#### WRITTEN EXERCISE 1:
Retype the stretch of the blog post from "Im V-ing now." through "his upcoming birthday." word for word.

#### EXCERPTED TEXT:
* BEGIN *

I feel distant from him now but Im still very much familiar with how he used to be.

Sunday, October 10, 2010

Im too bored thats why i figured i should start up a private blog for my endless ranting.
Weien is too busy for me and i don't want to give him too much pressure by injecting too much of my nonsense into his stress-filled uni life.
So i might as well rant to myself here.
Same routine. 
I woke up today and went through the same series of regretful feelings that i should have gone to a uni course.
What the hell am i doing right now? 
I've no freaking idea.

There's work tomorrow. whee.
Cant believe Im actually looking forward to it even though Im so underpaid.
Maybe cause Im thrown with a lot of stressful work which i haven't been for quite some time.
I remembered myself as a workaholic.
But if you were to ask me what is the best adjective I would describe myself now, 
it would be V.
Im V-ing now.
He became a vile adjective idk ever since when.
Definition of v : Doing nothing, Slacking around, Majorly wallowing in self-pity, Procrastinating, Waiting for the world to change, Always complaining, Poignancy.
Ha. ok. Private blog, private talk.

Im pretty troubled on what to give for weien on his upcoming birthday.
Most prolly I will stick to my brilliant organizer-calendar gift.
I want to make it like a pretty scrapbook but I don't see myself being as artistic as that.
At least xianghui was good enough to bring me out and around for inspirations i would never get while lying on the bed watching cartoons.
A's around the corner again.
Time flies. & all i did was remain stagnant, allowing all the nuisances to thrive on me.

&where the hell did Jiayi go?
Stupid biatch is in australia camp.
I need him around as my emotional pillar.
We share the same plight.
He's on the same flight with me to nowhere.
But he is nowhere near me either.

I feel guilty for not attending sunday schools.
They taught me a lot of life lessons but somehow i seem to lose faith.
But i still pray.
Not that much though.
I seldom talk to God anymore.
I know He listens.
But sometimes i just wonder if He's just too busy for a whiny little screwed up girl like me.
fml. fmnul.
Fuck my life. Fuck my non-uni life.
I just want to conform into the normal lifestyle as my peers.
But I wasnt even granted that. sighhh.

* END *

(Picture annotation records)

* BEGIN *

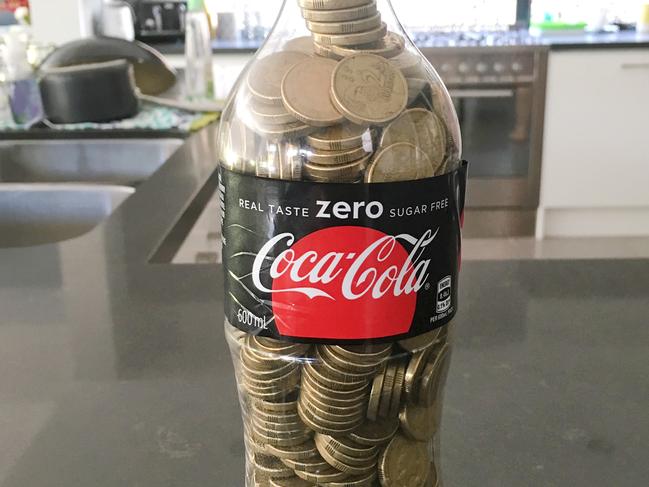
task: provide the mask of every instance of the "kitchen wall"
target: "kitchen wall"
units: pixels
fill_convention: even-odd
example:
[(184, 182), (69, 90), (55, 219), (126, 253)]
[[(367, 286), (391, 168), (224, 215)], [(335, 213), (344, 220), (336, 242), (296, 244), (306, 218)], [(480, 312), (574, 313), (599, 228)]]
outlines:
[(92, 19), (101, 0), (30, 0), (34, 38), (63, 44), (93, 33)]

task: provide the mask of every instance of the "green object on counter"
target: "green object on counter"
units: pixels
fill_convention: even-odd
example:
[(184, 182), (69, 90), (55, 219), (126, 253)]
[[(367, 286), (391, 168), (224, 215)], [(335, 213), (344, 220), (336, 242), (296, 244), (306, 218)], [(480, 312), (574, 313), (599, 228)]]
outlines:
[(204, 12), (205, 3), (203, 0), (189, 0), (187, 2), (187, 10), (189, 12)]
[(532, 22), (530, 27), (542, 31), (555, 31), (555, 30), (584, 30), (588, 24), (586, 22)]

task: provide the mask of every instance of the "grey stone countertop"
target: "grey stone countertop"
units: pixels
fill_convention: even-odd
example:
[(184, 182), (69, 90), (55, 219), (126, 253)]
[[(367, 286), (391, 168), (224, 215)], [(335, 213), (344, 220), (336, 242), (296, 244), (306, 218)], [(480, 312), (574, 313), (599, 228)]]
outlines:
[[(91, 234), (0, 251), (1, 487), (243, 485), (222, 268), (151, 262), (214, 133)], [(465, 263), (456, 325), (447, 487), (646, 485), (649, 261)]]

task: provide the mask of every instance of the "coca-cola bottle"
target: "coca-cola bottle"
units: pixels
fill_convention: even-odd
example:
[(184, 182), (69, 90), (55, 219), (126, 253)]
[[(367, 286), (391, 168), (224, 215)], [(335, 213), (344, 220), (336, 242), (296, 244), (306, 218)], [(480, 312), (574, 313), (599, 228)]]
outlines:
[(219, 137), (245, 485), (441, 485), (466, 186), (389, 0), (285, 0)]

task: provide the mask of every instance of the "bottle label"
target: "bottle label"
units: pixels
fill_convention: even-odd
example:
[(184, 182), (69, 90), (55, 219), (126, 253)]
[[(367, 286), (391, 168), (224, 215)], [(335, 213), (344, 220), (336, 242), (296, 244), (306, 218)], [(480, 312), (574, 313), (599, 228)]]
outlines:
[(225, 314), (298, 342), (417, 336), (457, 312), (467, 164), (419, 181), (321, 184), (221, 168)]

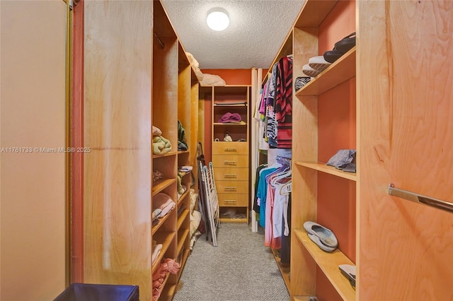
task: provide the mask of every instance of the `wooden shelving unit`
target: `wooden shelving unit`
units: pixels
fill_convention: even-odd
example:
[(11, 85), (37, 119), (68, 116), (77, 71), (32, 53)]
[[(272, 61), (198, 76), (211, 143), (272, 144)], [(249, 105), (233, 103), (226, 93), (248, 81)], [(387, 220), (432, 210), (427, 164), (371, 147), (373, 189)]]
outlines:
[(341, 251), (336, 249), (332, 253), (326, 252), (316, 246), (306, 235), (305, 230), (294, 229), (297, 239), (304, 244), (315, 262), (337, 290), (343, 300), (355, 300), (355, 290), (348, 279), (339, 273), (340, 264), (351, 264), (351, 261)]
[[(306, 76), (302, 66), (311, 57), (331, 50), (336, 40), (355, 31), (355, 11), (353, 1), (307, 0), (272, 65), (292, 54), (293, 78)], [(351, 264), (348, 256), (355, 260), (355, 216), (331, 219), (328, 208), (333, 207), (329, 204), (334, 199), (343, 204), (340, 210), (355, 213), (357, 175), (327, 166), (326, 162), (339, 149), (356, 148), (355, 94), (351, 92), (355, 89), (356, 60), (355, 47), (302, 88), (293, 90), (292, 199), (297, 201), (292, 203), (290, 268), (281, 269), (292, 300), (307, 300), (316, 295), (329, 300), (355, 299), (337, 264)], [(336, 116), (340, 106), (345, 109)], [(329, 185), (333, 188), (329, 189)], [(340, 188), (333, 196), (331, 191), (337, 187)], [(338, 230), (340, 249), (347, 246), (345, 253), (341, 249), (326, 254), (307, 240), (305, 230), (300, 230), (307, 220), (334, 223), (324, 225), (334, 232)], [(316, 276), (316, 271), (326, 277)], [(288, 273), (291, 277), (287, 281)]]
[(297, 161), (296, 165), (304, 166), (307, 168), (318, 170), (326, 174), (333, 175), (336, 177), (343, 177), (345, 179), (350, 179), (351, 181), (357, 180), (357, 174), (354, 172), (343, 172), (341, 170), (338, 170), (333, 166), (326, 165), (326, 163), (322, 162), (300, 162)]
[[(85, 126), (96, 130), (85, 138), (96, 150), (84, 175), (84, 213), (91, 221), (84, 227), (84, 279), (136, 284), (140, 300), (151, 300), (152, 273), (163, 259), (178, 260), (178, 275), (167, 276), (161, 288), (159, 300), (171, 300), (189, 254), (193, 187), (190, 173), (178, 181), (178, 166), (196, 170), (198, 81), (160, 1), (95, 2), (84, 4), (86, 87), (96, 95), (86, 100)], [(178, 120), (186, 150), (178, 149)], [(168, 153), (153, 153), (151, 126), (170, 141)], [(153, 182), (156, 170), (164, 176)], [(179, 182), (187, 189), (178, 199)], [(176, 205), (153, 226), (159, 193)], [(163, 246), (154, 264), (153, 240)]]
[[(212, 101), (212, 153), (220, 221), (247, 223), (250, 188), (249, 123), (251, 86), (203, 87), (205, 97)], [(241, 123), (222, 123), (226, 113), (237, 113)], [(233, 141), (224, 141), (229, 134)], [(239, 140), (241, 140), (239, 141)], [(243, 177), (246, 175), (246, 177)], [(226, 213), (233, 214), (226, 214)]]

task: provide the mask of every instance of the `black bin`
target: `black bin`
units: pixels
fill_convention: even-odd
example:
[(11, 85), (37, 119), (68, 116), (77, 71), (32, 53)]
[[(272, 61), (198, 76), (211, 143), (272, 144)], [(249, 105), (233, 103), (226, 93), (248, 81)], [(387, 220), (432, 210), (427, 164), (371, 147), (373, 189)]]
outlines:
[(139, 286), (71, 283), (54, 301), (139, 301)]

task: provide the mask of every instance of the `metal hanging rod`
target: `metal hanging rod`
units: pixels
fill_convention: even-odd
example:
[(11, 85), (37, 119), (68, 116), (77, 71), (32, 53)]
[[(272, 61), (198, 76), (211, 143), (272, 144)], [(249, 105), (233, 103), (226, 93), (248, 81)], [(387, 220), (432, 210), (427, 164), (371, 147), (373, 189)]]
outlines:
[(395, 188), (395, 185), (392, 183), (389, 184), (389, 194), (405, 199), (415, 203), (430, 206), (431, 207), (437, 208), (437, 209), (442, 209), (445, 211), (453, 213), (453, 203), (452, 203), (423, 196), (414, 192), (408, 191), (407, 190), (400, 189), (399, 188)]

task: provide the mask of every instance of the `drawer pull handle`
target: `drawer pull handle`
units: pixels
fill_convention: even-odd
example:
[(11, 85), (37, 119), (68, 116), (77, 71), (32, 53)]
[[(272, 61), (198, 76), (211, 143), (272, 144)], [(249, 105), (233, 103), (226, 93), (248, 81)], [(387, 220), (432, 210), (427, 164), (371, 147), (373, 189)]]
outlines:
[(224, 164), (225, 165), (236, 165), (236, 163), (237, 161), (226, 161), (226, 160), (224, 161)]
[(227, 187), (224, 188), (224, 190), (225, 191), (236, 191), (236, 187)]

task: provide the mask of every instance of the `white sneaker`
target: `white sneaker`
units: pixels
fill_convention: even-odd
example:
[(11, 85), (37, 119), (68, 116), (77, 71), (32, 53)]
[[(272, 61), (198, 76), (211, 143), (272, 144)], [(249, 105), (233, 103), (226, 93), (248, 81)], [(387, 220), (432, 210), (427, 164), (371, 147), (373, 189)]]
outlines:
[(309, 59), (309, 66), (319, 72), (323, 71), (326, 68), (328, 67), (332, 63), (324, 59), (324, 57), (319, 55), (313, 57)]
[(302, 67), (302, 72), (307, 76), (315, 77), (317, 76), (321, 71), (318, 70), (315, 70), (313, 68), (310, 67), (308, 64), (306, 65), (304, 65)]

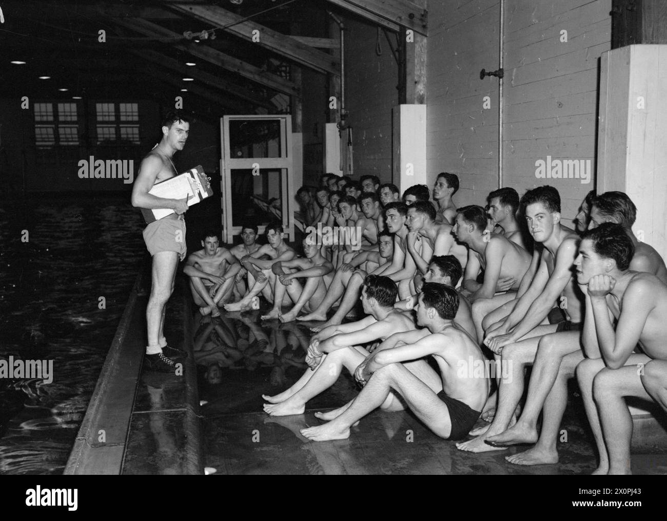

* END *

#### WRITTEN EXERCISE 2:
Pull out every line of the rows above that contains the string "stone".

#### COMPLETE ANSWER 1:
Im V-ing now.
He became a vile adjective idk ever since when.
Definition of v : Doing nothing, Slacking around, Majorly wallowing in self-pity, Procrastinating, Waiting for the world to change, Always complaining, Poignancy.
Ha. ok. Private blog, private talk.

Im pretty troubled on what to give for weien on his upcoming birthday.

#### COMPLETE ANSWER 2:
task: provide the mask of every instance of the "grey stone countertop"
target: "grey stone countertop"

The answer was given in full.